Source information Start Marker

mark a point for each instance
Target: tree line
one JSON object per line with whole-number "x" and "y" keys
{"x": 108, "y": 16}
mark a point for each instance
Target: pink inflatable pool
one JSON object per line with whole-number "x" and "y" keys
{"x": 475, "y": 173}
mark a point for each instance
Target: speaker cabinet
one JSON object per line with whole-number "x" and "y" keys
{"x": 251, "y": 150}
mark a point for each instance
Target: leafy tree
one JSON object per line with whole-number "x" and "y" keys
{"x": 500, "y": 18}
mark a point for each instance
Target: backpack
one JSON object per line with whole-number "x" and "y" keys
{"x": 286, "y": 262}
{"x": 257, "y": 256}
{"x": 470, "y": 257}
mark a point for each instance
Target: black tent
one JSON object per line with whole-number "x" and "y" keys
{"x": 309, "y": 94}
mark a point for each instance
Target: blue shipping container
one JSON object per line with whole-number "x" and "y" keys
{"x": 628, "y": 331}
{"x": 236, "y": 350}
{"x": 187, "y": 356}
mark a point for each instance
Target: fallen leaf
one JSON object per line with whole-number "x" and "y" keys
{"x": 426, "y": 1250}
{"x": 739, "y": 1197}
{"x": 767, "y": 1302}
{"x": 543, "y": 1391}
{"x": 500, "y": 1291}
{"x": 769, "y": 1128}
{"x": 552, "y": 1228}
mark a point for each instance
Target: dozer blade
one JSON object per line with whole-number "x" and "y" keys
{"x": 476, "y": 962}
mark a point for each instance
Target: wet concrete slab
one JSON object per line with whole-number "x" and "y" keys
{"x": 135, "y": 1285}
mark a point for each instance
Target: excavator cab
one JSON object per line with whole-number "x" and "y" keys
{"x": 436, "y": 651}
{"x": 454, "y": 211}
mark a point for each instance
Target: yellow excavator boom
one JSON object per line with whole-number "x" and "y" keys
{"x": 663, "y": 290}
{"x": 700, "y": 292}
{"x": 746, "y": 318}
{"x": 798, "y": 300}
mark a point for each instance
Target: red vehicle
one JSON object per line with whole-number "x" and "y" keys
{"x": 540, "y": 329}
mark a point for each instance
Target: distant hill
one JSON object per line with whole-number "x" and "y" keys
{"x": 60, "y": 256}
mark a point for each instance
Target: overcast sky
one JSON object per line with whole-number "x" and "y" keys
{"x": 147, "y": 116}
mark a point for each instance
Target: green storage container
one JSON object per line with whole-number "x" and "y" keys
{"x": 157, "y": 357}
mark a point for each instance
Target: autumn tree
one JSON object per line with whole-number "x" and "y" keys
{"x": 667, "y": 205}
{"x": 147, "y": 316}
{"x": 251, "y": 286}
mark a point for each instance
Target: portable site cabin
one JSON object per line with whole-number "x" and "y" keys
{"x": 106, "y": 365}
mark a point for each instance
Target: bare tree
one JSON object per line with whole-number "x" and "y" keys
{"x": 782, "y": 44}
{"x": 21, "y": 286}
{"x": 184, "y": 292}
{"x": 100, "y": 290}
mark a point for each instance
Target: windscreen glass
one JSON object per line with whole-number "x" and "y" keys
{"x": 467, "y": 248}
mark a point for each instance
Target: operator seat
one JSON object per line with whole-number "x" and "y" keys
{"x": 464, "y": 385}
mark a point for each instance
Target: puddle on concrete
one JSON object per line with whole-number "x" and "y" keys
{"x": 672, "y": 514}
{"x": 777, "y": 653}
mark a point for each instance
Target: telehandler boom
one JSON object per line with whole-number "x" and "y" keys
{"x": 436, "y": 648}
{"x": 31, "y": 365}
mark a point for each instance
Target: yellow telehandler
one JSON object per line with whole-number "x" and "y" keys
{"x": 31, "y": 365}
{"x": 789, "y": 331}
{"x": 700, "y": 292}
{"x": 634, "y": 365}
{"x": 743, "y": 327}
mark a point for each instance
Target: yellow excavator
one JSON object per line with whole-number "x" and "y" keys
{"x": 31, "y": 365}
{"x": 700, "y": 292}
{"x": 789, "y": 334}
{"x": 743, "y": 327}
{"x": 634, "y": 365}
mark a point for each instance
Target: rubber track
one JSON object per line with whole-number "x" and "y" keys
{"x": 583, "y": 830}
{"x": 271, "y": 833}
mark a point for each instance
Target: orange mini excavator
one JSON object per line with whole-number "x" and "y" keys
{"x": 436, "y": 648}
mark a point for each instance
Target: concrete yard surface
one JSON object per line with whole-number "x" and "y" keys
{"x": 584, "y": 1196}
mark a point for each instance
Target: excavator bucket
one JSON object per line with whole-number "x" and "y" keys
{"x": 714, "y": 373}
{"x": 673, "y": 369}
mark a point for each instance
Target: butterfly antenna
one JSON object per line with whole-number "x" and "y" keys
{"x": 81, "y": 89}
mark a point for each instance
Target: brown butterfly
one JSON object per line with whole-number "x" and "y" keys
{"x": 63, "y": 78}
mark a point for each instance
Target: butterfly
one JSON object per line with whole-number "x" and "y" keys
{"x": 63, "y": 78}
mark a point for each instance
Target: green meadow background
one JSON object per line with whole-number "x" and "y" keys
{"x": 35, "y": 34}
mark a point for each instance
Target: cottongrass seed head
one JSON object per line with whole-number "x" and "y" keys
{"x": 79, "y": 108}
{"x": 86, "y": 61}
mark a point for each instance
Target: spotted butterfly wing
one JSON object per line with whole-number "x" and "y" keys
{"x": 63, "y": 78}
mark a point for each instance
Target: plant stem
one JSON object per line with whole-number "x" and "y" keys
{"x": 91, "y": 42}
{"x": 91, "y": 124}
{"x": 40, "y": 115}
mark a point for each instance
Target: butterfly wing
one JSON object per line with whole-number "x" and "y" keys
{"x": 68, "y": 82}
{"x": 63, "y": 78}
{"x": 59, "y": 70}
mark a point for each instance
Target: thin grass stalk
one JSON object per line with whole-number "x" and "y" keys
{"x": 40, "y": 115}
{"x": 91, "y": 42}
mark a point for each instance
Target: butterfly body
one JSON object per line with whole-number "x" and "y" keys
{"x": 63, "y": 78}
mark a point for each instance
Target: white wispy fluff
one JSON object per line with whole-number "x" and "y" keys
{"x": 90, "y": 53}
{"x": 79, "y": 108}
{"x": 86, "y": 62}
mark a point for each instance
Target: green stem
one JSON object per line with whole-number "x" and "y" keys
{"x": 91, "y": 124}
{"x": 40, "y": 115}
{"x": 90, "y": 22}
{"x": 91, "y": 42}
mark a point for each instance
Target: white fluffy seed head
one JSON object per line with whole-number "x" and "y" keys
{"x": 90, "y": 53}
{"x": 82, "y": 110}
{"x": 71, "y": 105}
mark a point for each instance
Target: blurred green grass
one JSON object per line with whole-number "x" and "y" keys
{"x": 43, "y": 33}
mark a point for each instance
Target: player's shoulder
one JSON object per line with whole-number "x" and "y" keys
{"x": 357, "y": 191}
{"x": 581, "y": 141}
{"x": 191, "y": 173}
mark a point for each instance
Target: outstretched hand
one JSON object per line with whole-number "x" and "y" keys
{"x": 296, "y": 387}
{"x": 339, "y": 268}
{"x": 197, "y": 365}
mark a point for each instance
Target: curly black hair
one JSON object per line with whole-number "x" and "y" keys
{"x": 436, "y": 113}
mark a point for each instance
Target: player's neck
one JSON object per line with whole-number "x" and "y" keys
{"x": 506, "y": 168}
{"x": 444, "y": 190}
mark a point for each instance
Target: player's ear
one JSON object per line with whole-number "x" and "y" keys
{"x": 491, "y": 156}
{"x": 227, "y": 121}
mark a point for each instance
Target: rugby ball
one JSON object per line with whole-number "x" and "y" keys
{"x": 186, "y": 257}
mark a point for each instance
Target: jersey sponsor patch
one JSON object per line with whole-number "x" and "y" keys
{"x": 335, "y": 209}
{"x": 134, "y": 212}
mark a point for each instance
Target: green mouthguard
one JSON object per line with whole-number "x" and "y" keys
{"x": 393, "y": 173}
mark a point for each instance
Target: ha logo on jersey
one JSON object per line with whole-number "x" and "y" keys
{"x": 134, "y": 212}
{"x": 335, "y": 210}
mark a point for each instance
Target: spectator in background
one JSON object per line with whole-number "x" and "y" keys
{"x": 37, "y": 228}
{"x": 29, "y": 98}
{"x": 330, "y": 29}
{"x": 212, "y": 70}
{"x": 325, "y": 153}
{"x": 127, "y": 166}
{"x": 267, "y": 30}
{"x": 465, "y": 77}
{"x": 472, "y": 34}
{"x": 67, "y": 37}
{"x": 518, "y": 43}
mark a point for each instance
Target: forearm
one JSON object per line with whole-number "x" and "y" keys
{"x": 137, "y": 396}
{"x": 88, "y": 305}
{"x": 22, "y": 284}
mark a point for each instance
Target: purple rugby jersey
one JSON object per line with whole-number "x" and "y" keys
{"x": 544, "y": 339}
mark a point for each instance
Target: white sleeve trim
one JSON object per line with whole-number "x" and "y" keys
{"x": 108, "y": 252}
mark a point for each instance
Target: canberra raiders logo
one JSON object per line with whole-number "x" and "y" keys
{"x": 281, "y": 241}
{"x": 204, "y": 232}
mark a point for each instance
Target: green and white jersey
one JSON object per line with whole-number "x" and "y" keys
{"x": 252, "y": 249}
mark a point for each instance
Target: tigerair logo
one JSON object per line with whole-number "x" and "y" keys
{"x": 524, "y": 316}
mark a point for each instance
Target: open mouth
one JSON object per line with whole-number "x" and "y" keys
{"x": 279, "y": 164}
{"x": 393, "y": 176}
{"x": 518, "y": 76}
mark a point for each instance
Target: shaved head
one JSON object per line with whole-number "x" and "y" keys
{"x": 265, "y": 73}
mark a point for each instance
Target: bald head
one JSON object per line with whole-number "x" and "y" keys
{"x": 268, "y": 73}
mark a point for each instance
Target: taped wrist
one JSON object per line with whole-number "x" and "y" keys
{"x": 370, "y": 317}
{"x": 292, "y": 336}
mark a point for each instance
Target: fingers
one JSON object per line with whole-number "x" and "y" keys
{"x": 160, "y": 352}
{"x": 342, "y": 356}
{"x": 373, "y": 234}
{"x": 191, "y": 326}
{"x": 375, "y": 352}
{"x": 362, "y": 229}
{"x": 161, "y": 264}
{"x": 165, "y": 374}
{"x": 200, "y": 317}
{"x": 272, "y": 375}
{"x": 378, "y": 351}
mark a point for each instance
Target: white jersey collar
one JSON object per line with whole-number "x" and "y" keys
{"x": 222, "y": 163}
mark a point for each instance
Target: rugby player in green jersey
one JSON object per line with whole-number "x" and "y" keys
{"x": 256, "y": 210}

Source information End Marker

Above are the records. Print exactly, and only, the lines from the line with "Target: distant hill" to the line with "Target: autumn tree", both inclusive.

### Exercise solution
Target: distant hill
one JSON object per line with whole-number "x" and "y" keys
{"x": 60, "y": 256}
mark a point for each instance
Target: overcast sky
one JSON object per line with whole-number "x" and "y" keys
{"x": 147, "y": 116}
mark a point for each instance
Target: green storage container
one JSON object per line with whole-number "x" and "y" keys
{"x": 157, "y": 357}
mark a point for each instance
Target: autumn tree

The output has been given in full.